Line by line, count where the string "below" appears in the listing, then give the number of such lines alone.

=== Begin Enclosure ===

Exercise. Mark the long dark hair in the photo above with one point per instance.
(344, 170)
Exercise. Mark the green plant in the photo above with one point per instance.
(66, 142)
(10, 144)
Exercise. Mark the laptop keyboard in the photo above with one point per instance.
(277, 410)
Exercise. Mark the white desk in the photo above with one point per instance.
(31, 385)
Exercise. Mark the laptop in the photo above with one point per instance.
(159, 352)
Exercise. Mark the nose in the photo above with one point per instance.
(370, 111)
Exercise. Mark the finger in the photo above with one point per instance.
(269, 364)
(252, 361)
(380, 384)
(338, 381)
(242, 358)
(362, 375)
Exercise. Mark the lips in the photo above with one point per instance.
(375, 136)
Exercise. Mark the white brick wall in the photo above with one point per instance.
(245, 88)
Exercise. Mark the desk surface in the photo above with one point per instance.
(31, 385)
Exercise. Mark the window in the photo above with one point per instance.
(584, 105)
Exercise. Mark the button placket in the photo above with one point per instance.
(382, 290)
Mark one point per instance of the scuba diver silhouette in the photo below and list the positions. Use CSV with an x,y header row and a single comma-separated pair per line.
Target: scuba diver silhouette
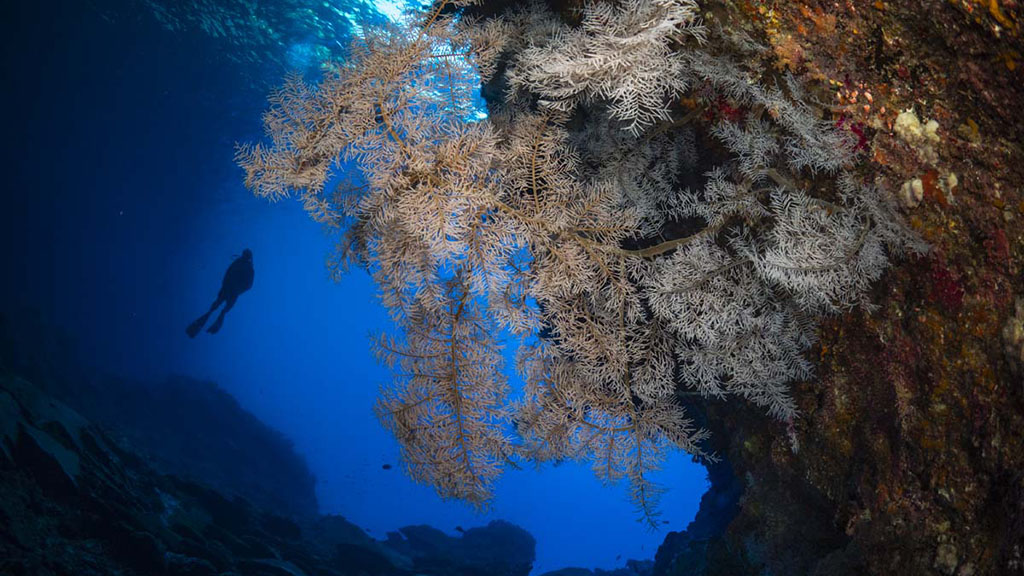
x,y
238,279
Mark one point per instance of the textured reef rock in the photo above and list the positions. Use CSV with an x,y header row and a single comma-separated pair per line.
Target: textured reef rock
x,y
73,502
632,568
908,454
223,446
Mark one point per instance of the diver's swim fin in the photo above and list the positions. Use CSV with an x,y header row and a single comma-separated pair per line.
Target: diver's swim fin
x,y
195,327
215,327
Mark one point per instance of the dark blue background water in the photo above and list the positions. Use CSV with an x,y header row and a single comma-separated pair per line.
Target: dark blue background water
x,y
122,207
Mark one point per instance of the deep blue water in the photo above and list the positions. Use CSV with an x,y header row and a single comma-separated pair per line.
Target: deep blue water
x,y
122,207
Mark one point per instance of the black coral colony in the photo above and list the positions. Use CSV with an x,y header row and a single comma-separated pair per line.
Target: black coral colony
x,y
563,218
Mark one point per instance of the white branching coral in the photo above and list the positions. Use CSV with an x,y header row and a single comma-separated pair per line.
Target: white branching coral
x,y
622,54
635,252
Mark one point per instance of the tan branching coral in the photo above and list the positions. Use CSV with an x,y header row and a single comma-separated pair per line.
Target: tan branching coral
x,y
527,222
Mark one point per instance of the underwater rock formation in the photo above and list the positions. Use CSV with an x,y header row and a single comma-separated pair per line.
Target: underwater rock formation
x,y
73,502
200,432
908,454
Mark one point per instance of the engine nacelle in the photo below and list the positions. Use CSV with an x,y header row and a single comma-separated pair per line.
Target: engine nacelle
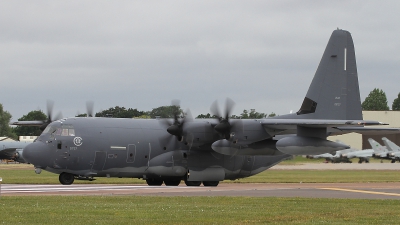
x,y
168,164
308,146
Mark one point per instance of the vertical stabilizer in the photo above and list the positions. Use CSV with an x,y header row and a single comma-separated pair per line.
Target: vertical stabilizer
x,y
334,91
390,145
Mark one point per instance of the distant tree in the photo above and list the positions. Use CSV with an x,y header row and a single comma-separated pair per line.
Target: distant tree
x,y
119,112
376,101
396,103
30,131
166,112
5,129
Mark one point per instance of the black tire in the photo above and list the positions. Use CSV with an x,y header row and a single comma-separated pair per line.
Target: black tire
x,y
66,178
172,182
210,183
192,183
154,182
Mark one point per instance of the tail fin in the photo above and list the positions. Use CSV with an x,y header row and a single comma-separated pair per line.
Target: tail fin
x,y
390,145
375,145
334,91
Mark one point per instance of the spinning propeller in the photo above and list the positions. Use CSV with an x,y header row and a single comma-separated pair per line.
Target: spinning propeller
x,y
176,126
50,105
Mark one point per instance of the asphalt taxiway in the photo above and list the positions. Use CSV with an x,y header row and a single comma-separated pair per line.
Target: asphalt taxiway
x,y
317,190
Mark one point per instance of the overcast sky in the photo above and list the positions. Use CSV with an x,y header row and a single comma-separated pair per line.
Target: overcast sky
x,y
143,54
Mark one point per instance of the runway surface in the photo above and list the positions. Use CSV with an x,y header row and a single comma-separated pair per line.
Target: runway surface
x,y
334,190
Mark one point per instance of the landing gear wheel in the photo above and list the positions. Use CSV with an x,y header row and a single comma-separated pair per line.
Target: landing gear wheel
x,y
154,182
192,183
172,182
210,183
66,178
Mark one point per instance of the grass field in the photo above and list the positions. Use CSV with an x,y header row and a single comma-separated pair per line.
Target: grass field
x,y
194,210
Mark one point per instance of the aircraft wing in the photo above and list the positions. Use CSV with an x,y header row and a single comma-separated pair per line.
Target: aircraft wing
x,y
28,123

=== End Enclosure ===
=== Begin Enclosure ===

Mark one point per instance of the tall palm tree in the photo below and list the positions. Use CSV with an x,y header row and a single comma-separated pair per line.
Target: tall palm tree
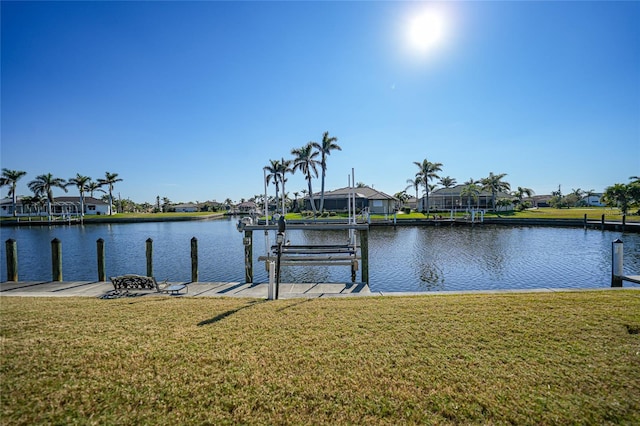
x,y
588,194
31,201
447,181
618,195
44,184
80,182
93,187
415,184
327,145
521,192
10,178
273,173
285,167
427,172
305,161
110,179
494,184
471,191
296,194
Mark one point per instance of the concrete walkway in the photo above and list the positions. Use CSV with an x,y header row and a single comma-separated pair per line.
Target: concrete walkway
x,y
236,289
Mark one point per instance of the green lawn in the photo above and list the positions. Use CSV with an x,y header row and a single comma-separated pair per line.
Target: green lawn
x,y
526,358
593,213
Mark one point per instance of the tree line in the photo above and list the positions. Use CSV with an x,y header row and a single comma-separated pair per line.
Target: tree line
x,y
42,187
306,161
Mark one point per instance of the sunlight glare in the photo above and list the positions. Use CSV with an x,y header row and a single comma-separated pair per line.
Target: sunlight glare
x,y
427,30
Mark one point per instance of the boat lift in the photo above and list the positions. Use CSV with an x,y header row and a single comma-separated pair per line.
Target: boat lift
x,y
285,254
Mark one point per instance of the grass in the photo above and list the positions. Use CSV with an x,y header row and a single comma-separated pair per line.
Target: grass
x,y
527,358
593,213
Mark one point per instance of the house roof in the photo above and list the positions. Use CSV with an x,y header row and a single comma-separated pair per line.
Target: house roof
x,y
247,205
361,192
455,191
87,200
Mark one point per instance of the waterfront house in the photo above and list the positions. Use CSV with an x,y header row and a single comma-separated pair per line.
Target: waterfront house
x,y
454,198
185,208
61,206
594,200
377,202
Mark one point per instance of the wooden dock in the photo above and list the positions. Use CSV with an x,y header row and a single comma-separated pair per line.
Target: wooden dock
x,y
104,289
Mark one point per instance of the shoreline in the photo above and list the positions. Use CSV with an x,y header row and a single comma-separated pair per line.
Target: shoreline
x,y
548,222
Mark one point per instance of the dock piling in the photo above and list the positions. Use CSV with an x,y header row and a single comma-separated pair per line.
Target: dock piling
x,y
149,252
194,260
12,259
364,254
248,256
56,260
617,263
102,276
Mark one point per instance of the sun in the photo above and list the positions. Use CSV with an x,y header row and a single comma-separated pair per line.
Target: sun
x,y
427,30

=== End Enclosure ===

RESULT OF THIS TASK: 3